----- Ausgangstext -----

In materieller Hinsicht kann das Gericht nach § 80 Abs. 5 VwGO die aufschiebende Wirkung eines Rechtsbehelfs im Falle der Anordnung der sofortigen Vollziehung nach § 80 Abs. 2 Satz 1 Nr. 4 VwGO wiederherstellen, wenn die im Rahmen des Verfahrens des vorläufigen Rechtsschutzes vorzunehmende Interessenabwägung ergibt, dass das öffentliche Interesse oder ein überwiegendes Interesse eines Dritten an der Vollziehung des angegriffenen Verwaltungsaktes hinter das Interesse des Adressaten an einem Aufschub des Vollzugs desselben zurücktritt. Das ist der Fall, wenn der Verwaltungsakt offensichtlich rechtswidrig ist, denn an der sofortigen Vollziehung eines rechtswidrigen Verwaltungsaktes kann kein vorrangiges öffentliches Interesse bestehen. Umgekehrt ist der Rechtsschutzantrag abzulehnen, wenn der angefochtene Verwaltungsakt offensichtlich rechtmäßig ist und zusätzlich ein gesteigertes öffentliches Interesse an seiner Vollziehung besteht, das über das Interesse hinausgeht, das den Erlass des Verwaltungsaktes selbst rechtfertigt (vgl. BVerfG, Beschl. v. 11. Mai 2007 - 2 BvR 2483/06 - , Rdnr. 31 f.). Davon ist bei einem gesetzlichen Ausschluss der aufschiebenden Wirkung regelmäßig auszugehen. Ist der Ausgang des Hauptsacheverfahrens bei summarischer Beurteilung des Sachverhalts hingegen offen, so entscheidet eine reine Abwägung der widerstreitenden öffentlichen und privaten Interessen, die für oder gegen die Dringlichkeit der Vollziehung sprechen, über die Gewährung vorläufigen Rechtsschutzes. Maßgebend dabei sind die Verhältnisse zum Zeitpunkt der Entscheidung des Gerichts.

-----

**Aufgabe:** An der sofortigen Vollziehung welcher Art von Verwaltungsakt kann laut Ausgangstext kein vorrangiges öffentliches Interesse bestehen? Grundlage ist allein der Ausgangstext.

----- Bereitgestelltes Material -----

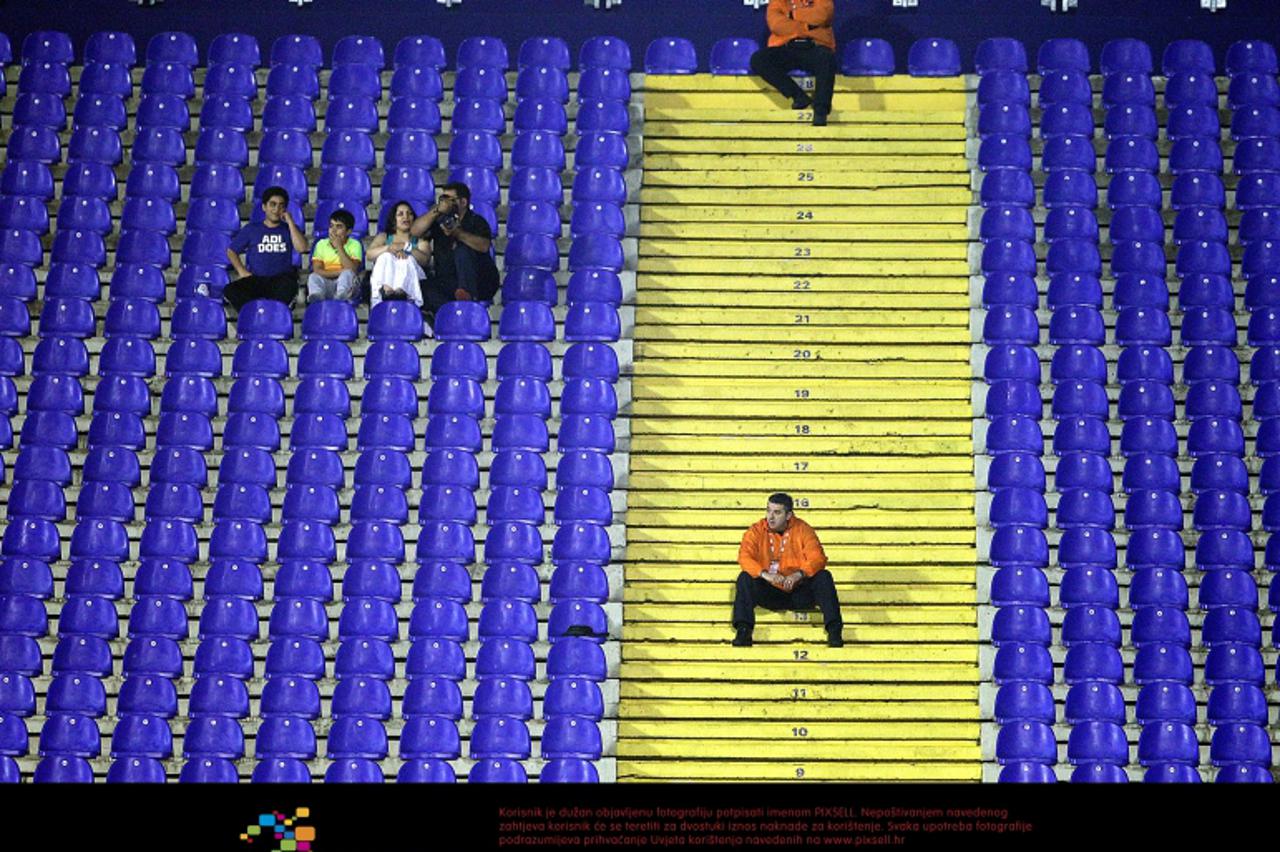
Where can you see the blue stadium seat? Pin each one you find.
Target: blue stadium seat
(1240, 743)
(45, 78)
(544, 51)
(71, 736)
(1251, 56)
(293, 81)
(85, 654)
(1160, 626)
(1025, 742)
(1237, 702)
(168, 78)
(515, 504)
(163, 111)
(209, 770)
(33, 179)
(292, 113)
(94, 145)
(229, 81)
(513, 543)
(1191, 88)
(933, 58)
(1165, 701)
(136, 770)
(1097, 742)
(1065, 87)
(1063, 54)
(414, 113)
(667, 55)
(1188, 54)
(59, 769)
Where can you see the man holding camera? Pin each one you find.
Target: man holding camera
(800, 37)
(461, 266)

-----

**Lösung:** An der sofortigen Vollziehung eines rechtswidrigen Verwaltungsaktes.